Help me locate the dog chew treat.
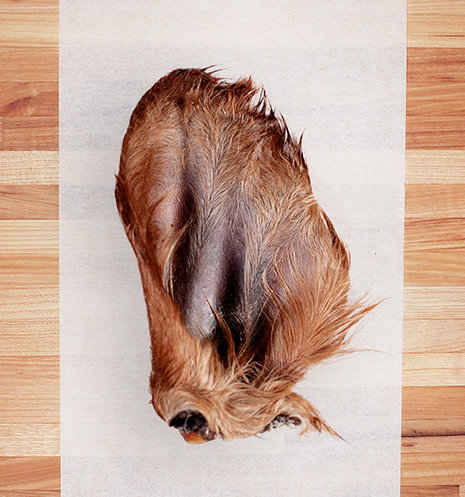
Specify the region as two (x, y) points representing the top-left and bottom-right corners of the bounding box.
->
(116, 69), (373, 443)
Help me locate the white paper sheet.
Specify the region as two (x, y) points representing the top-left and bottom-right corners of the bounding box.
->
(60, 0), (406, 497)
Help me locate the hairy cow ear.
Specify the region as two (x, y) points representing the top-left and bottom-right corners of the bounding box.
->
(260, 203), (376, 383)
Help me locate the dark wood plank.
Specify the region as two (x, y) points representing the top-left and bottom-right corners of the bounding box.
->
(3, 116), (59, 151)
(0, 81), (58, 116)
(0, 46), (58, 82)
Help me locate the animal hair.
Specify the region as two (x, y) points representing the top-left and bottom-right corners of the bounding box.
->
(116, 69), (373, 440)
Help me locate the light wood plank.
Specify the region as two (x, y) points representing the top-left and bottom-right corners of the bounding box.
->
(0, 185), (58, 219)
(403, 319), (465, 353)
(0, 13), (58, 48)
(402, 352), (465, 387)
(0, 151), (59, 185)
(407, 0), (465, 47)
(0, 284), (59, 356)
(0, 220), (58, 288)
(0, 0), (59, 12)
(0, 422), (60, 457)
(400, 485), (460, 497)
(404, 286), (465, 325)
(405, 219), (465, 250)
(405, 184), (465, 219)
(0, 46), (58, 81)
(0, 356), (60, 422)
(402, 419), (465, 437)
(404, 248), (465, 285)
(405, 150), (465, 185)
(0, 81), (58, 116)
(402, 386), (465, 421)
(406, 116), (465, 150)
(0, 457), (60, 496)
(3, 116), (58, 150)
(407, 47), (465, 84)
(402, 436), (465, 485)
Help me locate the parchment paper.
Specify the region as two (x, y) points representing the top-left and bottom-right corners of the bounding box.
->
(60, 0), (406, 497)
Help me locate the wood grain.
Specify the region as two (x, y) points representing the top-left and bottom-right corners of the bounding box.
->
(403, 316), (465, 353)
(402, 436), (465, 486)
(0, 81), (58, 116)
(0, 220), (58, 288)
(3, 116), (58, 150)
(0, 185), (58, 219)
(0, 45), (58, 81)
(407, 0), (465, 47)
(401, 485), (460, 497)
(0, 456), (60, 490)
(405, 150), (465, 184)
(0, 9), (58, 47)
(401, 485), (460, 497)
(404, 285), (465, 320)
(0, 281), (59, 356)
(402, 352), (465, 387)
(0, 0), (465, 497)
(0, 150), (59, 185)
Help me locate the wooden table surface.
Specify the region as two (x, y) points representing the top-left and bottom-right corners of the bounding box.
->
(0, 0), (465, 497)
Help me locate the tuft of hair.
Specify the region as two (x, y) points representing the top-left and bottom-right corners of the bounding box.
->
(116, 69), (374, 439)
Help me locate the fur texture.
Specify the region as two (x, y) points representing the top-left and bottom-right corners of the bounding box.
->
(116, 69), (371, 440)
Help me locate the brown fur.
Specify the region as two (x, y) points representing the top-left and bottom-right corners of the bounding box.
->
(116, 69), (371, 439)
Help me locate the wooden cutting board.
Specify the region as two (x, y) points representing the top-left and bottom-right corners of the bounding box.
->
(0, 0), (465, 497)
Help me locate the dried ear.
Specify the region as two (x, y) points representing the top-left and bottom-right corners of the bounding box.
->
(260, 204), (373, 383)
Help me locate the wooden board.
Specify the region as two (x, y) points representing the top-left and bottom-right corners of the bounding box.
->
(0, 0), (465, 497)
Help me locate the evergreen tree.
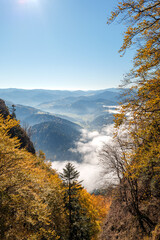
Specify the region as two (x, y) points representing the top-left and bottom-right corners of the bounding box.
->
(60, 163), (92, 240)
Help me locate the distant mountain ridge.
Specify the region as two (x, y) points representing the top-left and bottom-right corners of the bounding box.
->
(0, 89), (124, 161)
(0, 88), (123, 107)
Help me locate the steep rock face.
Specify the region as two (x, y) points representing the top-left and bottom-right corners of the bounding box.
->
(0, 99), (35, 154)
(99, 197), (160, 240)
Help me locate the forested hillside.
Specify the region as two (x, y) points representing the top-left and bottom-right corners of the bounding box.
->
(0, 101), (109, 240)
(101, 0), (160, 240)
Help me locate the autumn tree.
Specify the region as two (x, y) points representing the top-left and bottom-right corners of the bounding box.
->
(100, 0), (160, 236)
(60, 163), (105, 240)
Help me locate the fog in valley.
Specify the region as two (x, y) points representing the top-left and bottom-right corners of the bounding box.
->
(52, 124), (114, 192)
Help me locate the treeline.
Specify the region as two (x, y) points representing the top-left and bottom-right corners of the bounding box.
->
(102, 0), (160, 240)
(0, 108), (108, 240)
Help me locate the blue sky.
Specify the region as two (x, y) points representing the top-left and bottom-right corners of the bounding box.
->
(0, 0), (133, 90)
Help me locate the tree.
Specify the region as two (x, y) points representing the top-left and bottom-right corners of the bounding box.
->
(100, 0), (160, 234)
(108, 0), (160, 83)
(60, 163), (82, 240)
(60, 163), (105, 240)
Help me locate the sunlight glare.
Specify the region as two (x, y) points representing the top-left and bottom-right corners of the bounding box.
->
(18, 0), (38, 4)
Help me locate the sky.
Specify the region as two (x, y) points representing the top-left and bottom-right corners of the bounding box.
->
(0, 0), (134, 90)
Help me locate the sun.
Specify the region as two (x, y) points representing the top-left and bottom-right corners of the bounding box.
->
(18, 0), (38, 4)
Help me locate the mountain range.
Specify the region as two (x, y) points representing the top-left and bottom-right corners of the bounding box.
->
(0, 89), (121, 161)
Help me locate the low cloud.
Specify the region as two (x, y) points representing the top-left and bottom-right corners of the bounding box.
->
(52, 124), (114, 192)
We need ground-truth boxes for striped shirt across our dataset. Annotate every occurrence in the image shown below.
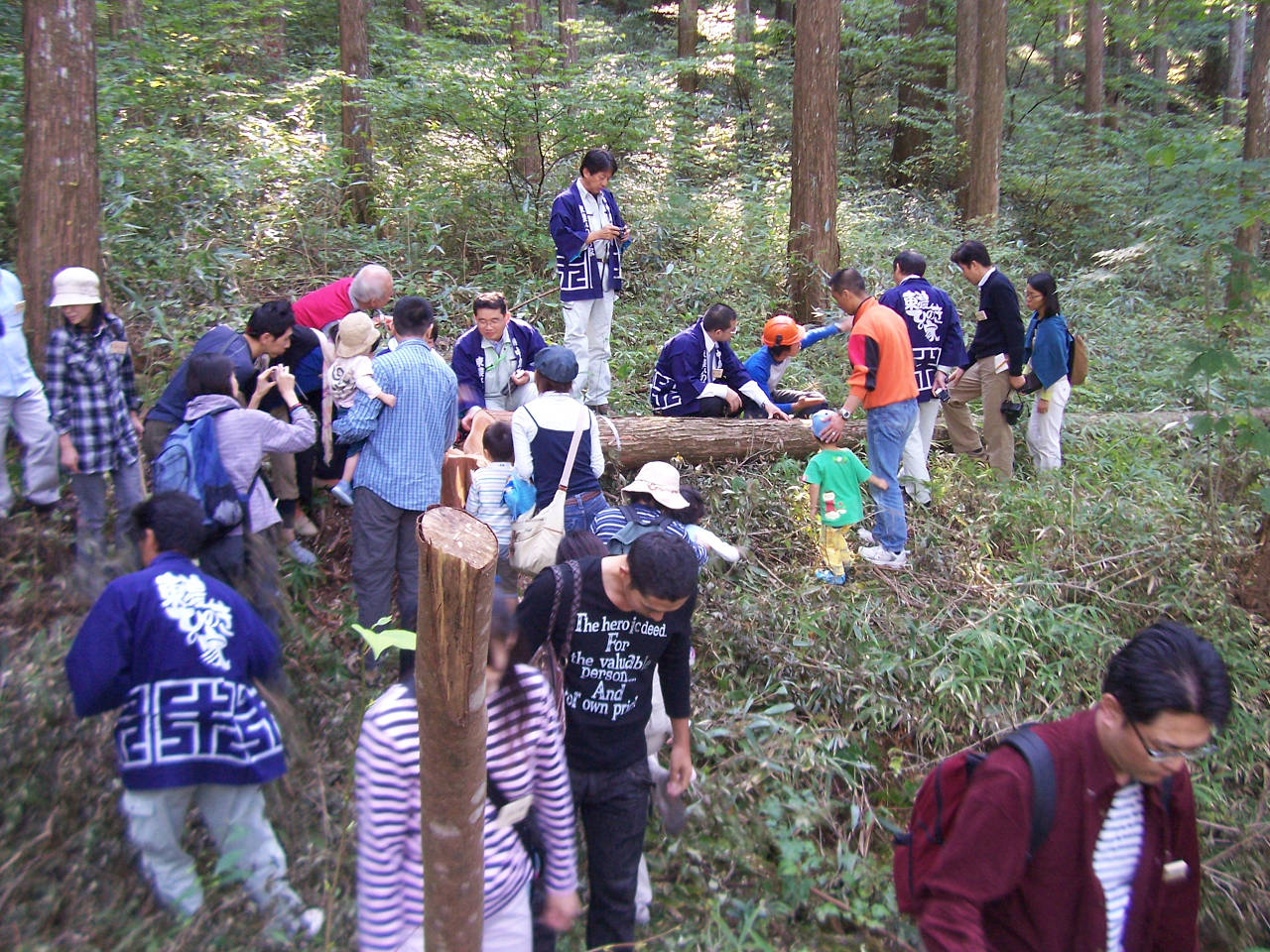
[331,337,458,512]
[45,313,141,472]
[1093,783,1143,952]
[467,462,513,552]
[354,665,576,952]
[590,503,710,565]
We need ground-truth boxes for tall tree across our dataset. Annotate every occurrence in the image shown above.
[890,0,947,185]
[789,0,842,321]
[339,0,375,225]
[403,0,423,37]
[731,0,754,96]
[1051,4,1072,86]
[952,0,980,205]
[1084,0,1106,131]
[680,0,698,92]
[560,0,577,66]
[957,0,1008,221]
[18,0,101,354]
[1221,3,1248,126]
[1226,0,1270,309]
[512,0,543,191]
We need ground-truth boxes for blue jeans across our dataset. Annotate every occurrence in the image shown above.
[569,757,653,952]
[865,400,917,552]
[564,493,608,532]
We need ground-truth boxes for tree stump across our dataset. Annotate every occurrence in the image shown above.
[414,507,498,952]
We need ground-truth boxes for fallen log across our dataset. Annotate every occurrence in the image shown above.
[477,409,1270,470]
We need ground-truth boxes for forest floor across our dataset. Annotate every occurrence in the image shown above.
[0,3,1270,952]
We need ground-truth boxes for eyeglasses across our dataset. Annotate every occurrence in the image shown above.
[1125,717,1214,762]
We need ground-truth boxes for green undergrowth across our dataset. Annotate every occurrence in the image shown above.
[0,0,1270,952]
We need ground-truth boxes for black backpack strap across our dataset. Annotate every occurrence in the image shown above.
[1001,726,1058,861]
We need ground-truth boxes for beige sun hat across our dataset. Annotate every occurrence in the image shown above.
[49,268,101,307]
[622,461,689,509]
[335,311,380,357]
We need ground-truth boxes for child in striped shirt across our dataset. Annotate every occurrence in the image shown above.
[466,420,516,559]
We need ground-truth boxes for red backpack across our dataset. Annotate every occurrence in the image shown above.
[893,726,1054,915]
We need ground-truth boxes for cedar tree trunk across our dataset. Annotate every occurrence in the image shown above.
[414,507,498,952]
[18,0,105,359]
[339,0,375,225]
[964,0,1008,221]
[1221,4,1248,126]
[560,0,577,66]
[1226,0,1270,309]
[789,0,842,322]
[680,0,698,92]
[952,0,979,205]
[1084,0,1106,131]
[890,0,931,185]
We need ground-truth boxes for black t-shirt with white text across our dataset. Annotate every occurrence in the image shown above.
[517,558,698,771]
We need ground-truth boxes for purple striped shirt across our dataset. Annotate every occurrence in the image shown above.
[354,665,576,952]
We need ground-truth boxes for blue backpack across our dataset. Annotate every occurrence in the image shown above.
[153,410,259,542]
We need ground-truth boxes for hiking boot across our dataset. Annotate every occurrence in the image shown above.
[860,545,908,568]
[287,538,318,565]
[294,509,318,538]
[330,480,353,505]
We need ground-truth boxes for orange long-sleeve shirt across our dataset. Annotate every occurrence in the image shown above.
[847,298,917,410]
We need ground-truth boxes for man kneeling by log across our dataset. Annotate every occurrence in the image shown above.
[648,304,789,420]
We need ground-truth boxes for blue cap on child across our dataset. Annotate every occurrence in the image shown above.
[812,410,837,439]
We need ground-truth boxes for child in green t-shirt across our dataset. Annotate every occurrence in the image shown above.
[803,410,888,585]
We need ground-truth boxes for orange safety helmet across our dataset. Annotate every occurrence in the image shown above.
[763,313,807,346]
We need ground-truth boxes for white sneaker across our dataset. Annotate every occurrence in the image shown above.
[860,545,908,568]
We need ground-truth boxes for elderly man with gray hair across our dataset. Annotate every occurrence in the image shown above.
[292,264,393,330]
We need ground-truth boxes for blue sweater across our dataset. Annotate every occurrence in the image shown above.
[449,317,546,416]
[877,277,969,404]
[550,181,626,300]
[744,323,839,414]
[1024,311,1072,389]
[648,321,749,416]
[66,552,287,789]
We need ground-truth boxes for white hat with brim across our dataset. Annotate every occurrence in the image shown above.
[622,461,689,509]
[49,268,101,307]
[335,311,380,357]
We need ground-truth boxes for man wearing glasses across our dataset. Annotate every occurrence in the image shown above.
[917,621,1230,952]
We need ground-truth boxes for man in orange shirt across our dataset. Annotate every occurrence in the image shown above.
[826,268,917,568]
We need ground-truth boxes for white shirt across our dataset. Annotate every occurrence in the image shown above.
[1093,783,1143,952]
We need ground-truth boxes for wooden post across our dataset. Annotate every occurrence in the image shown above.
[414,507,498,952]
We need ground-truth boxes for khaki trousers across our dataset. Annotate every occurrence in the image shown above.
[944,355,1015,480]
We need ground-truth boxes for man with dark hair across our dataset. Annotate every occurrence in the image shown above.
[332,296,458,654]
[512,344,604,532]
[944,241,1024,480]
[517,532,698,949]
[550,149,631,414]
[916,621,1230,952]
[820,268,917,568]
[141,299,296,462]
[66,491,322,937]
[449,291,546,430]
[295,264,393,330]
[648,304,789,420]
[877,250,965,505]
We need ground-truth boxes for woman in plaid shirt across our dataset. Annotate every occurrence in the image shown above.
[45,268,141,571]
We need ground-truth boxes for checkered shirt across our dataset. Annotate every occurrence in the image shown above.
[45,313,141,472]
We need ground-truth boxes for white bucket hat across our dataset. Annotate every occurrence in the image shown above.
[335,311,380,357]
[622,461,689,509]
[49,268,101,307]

_WHAT THIS TASK INVOLVES:_
Please rewrite the entries starting with the line with "We need ground-truth boxes for hiking" and going on through the line with "[847,298,917,410]", changing "hiking boot" to "trail boot" and leaving everything else as it is.

_RESULT OF THIS EXERCISE:_
We need ground-truth boxes for trail boot across our dataset. Annotate every occurrence in the image shown above.
[860,545,908,568]
[287,538,318,565]
[294,509,318,538]
[330,480,353,505]
We need ground-truth boxes for orange long-sleeve shirt across our dataset. Annotate every occurrence in the image shown above.
[847,298,917,410]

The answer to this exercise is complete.